▸ **Requirement**:
Your task is to copy the listing exactly. Drop any pictures from the copy.

▸ **Data records**:
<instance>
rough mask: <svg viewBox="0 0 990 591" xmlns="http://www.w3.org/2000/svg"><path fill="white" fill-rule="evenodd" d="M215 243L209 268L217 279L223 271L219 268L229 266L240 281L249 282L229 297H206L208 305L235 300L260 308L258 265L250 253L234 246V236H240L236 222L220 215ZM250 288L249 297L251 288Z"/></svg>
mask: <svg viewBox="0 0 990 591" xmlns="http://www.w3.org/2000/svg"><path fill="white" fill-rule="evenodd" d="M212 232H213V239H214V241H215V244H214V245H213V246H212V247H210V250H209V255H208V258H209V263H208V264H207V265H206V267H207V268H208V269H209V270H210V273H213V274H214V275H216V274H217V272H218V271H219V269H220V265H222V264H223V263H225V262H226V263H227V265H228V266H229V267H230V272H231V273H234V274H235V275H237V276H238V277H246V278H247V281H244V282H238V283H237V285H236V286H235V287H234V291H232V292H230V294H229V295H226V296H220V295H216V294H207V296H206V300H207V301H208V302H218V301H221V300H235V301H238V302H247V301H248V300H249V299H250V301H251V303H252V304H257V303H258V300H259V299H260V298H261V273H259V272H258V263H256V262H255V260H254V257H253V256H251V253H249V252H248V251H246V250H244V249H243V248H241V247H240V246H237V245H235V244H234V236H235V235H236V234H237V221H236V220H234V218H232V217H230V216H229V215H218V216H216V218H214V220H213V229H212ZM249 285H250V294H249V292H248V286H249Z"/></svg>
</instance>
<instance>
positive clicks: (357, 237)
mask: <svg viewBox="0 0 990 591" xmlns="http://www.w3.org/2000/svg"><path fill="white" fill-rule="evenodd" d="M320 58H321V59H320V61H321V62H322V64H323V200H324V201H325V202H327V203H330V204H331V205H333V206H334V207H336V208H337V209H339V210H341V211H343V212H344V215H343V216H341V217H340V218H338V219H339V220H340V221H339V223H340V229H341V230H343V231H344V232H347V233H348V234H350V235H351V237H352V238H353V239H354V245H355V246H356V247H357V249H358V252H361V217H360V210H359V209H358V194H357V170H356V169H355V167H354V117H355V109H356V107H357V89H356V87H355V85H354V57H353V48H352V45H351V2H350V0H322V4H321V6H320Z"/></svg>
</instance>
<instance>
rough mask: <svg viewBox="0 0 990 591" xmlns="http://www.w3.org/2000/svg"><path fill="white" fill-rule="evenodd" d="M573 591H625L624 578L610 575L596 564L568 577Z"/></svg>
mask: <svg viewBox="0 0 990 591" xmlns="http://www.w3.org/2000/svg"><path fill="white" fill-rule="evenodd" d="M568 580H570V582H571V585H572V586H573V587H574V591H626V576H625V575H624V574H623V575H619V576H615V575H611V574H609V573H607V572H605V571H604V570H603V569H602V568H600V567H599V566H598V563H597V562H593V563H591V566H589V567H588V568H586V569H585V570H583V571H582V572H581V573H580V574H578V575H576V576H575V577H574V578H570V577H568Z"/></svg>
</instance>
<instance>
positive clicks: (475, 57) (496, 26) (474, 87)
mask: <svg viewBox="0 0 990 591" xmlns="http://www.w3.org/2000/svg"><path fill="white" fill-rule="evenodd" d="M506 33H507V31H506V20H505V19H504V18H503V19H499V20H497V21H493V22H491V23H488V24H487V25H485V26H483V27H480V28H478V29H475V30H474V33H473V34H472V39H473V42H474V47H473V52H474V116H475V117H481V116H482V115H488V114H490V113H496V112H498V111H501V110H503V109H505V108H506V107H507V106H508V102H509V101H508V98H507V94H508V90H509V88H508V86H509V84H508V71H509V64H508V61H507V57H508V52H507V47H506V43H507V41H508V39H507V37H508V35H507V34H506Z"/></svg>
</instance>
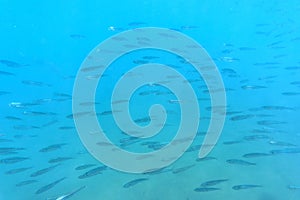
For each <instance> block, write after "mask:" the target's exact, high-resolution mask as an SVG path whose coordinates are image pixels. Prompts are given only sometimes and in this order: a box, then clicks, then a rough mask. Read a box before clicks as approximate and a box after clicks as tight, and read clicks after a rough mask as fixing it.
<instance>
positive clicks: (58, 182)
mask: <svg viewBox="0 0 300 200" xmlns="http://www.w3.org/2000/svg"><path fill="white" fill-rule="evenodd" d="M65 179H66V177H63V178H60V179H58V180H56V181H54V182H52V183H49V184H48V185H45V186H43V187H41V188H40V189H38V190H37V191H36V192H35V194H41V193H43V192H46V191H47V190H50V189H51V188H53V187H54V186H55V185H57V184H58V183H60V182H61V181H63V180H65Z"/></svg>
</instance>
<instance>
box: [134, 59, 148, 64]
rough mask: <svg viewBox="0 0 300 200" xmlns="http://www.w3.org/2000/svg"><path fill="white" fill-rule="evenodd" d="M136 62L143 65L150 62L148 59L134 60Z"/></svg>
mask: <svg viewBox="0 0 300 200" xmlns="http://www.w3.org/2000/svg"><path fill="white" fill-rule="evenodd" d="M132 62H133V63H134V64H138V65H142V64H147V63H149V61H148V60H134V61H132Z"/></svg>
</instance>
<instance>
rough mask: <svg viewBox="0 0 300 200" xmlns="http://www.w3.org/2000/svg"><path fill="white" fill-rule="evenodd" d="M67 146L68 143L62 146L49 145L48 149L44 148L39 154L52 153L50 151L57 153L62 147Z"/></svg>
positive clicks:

▸ **Result for this task**:
<instance>
rough mask: <svg viewBox="0 0 990 591" xmlns="http://www.w3.org/2000/svg"><path fill="white" fill-rule="evenodd" d="M215 243L209 268L217 279L223 271L219 268L229 266L240 281L249 282L229 297H206L208 305L235 300L260 308L258 265L250 253L234 246V236H240L236 222L220 215ZM250 288L249 297L251 288Z"/></svg>
mask: <svg viewBox="0 0 990 591" xmlns="http://www.w3.org/2000/svg"><path fill="white" fill-rule="evenodd" d="M212 232H213V239H214V241H215V244H214V245H213V246H212V247H210V250H209V255H208V258H209V263H208V264H207V265H206V267H207V268H208V269H209V270H210V273H213V274H214V275H216V274H217V272H218V271H219V269H220V265H222V264H223V263H225V262H226V263H227V265H228V266H229V267H230V272H231V273H234V274H235V275H237V276H238V277H246V278H247V281H244V282H238V283H237V285H236V286H235V287H234V291H232V292H230V294H229V295H226V296H220V295H216V294H207V296H206V300H207V301H208V302H218V301H221V300H235V301H238V302H247V301H248V300H249V299H250V301H251V303H252V304H257V303H258V300H259V299H260V298H261V273H259V272H258V263H256V262H255V260H254V257H253V256H251V253H249V252H248V251H246V250H244V249H243V248H241V247H240V246H237V245H235V244H234V236H235V235H236V234H237V221H236V220H234V218H232V217H230V216H229V215H218V216H216V218H214V220H213V229H212ZM249 285H250V294H249V292H248V286H249Z"/></svg>
</instance>
<instance>
positive clicks: (357, 237)
mask: <svg viewBox="0 0 990 591" xmlns="http://www.w3.org/2000/svg"><path fill="white" fill-rule="evenodd" d="M320 58H321V59H320V61H321V62H322V64H323V200H324V201H325V202H327V203H330V204H331V205H333V206H334V207H336V208H337V209H339V210H341V211H343V212H344V215H343V216H341V217H340V218H338V219H339V220H340V221H339V223H340V229H341V230H343V231H344V232H347V233H348V234H350V235H351V237H352V238H353V239H354V245H355V246H356V247H357V249H358V252H361V217H360V210H359V209H358V194H357V170H356V169H355V167H354V117H355V109H356V107H357V89H356V87H355V85H354V57H353V48H352V45H351V2H350V0H322V4H321V6H320Z"/></svg>
</instance>
<instance>
rough mask: <svg viewBox="0 0 990 591" xmlns="http://www.w3.org/2000/svg"><path fill="white" fill-rule="evenodd" d="M573 591H625L624 578L610 575L596 564L568 577Z"/></svg>
mask: <svg viewBox="0 0 990 591" xmlns="http://www.w3.org/2000/svg"><path fill="white" fill-rule="evenodd" d="M568 580H570V582H571V585H572V586H573V587H574V591H626V576H625V575H624V574H623V575H619V576H615V575H611V574H609V573H607V572H605V571H604V570H603V569H602V568H600V567H599V566H598V563H597V562H593V563H591V566H589V567H588V568H586V569H585V570H583V571H582V572H581V573H580V574H578V575H576V576H575V577H574V578H570V577H568Z"/></svg>
</instance>
<instance>
positive clicks: (475, 57) (496, 26) (474, 87)
mask: <svg viewBox="0 0 990 591" xmlns="http://www.w3.org/2000/svg"><path fill="white" fill-rule="evenodd" d="M506 33H507V31H506V20H505V19H504V18H503V19H499V20H497V21H493V22H491V23H488V24H487V25H485V26H483V27H480V28H478V29H475V30H474V33H473V34H472V39H473V42H474V47H473V52H474V116H475V117H481V116H482V115H488V114H490V113H496V112H498V111H501V110H503V109H505V108H506V107H507V106H508V102H509V101H508V98H507V94H508V90H509V88H508V86H509V84H508V71H509V64H508V61H507V57H508V52H507V47H506V43H507V41H508V39H507V37H508V35H507V34H506Z"/></svg>
</instance>
For each <instance> block, write after "mask:" the target's exact, high-resolution mask as an SVG path whose coordinates are image pixels. Prompts are given only sometimes and in this order: a box, then clicks, then a rough mask. Read a box before clicks as approximate and a box after clicks as tight, and read clicks after a rough mask as fixing it.
<instance>
positive clicks: (58, 182)
mask: <svg viewBox="0 0 300 200" xmlns="http://www.w3.org/2000/svg"><path fill="white" fill-rule="evenodd" d="M65 179H66V177H63V178H60V179H58V180H56V181H54V182H52V183H49V184H48V185H45V186H43V187H41V188H40V189H38V190H37V191H36V192H35V194H41V193H43V192H46V191H47V190H50V189H51V188H53V187H54V186H55V185H57V184H58V183H60V182H61V181H63V180H65Z"/></svg>
</instance>
<instance>
box: [134, 59, 148, 64]
rough mask: <svg viewBox="0 0 300 200" xmlns="http://www.w3.org/2000/svg"><path fill="white" fill-rule="evenodd" d="M136 62L143 65L150 62L148 59L134 60Z"/></svg>
mask: <svg viewBox="0 0 300 200" xmlns="http://www.w3.org/2000/svg"><path fill="white" fill-rule="evenodd" d="M132 62H133V63H134V64H138V65H142V64H147V63H149V61H148V60H134V61H132Z"/></svg>
</instance>
<instance>
rough mask: <svg viewBox="0 0 300 200" xmlns="http://www.w3.org/2000/svg"><path fill="white" fill-rule="evenodd" d="M67 146L68 143L62 146L49 145L48 149L44 148L39 154L52 153L50 151L57 153L62 147Z"/></svg>
positive clicks:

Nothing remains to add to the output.